# [Task instructions]
Rewrite each record line from the one containing "Subject: the glass" through the one containing "[360,215,420,265]", keeping the subject lines and offsetting every bounding-box coordinate in the answers by adding 26.

# [Supplied information]
____

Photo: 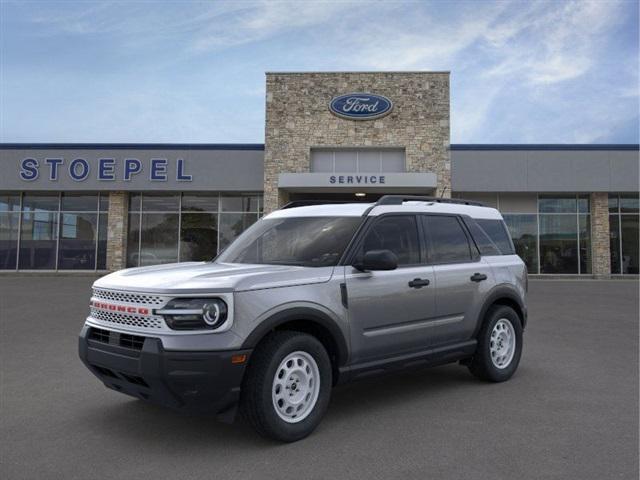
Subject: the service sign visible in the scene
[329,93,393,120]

____

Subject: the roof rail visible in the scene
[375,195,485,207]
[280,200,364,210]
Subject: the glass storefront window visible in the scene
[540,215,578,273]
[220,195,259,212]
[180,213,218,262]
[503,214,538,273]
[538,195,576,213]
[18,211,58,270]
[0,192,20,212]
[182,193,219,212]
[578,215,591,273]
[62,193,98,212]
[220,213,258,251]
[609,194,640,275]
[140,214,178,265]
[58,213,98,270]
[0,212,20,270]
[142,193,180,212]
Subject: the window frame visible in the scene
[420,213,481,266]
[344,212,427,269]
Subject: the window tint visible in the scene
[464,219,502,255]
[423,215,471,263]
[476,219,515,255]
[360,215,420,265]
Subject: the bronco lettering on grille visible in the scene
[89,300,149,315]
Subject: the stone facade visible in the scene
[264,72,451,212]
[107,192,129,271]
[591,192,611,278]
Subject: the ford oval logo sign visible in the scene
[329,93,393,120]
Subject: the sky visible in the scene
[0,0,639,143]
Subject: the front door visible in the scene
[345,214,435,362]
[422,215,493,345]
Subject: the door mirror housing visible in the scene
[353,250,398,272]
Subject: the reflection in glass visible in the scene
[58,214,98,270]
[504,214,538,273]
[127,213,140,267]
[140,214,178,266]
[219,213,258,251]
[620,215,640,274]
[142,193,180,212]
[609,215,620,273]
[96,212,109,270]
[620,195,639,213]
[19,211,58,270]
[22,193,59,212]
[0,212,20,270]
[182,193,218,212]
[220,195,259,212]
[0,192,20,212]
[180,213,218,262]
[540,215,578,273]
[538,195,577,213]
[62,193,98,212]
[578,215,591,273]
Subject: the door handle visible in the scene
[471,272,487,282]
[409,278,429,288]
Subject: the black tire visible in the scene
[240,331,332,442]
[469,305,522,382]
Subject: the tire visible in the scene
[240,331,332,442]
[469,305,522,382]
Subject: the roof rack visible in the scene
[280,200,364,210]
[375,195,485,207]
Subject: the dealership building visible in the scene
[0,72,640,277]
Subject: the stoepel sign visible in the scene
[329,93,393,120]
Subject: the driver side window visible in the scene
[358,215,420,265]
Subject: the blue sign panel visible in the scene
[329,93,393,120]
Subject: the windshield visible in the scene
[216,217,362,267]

____

# [Full solution]
Subject: the glass storefront window visible in the scene
[566,241,604,299]
[246,221,285,238]
[206,239,244,288]
[529,240,564,299]
[564,221,602,239]
[44,237,84,296]
[26,218,46,238]
[208,219,245,238]
[604,241,617,299]
[88,219,124,238]
[246,239,284,277]
[635,220,666,301]
[166,240,204,291]
[84,239,124,296]
[26,238,46,296]
[168,219,206,238]
Subject: the window frame visible in the scene
[446,239,507,292]
[370,238,453,295]
Subject: the window tint visible in the scene
[490,245,528,281]
[449,241,497,289]
[502,245,541,281]
[386,241,446,291]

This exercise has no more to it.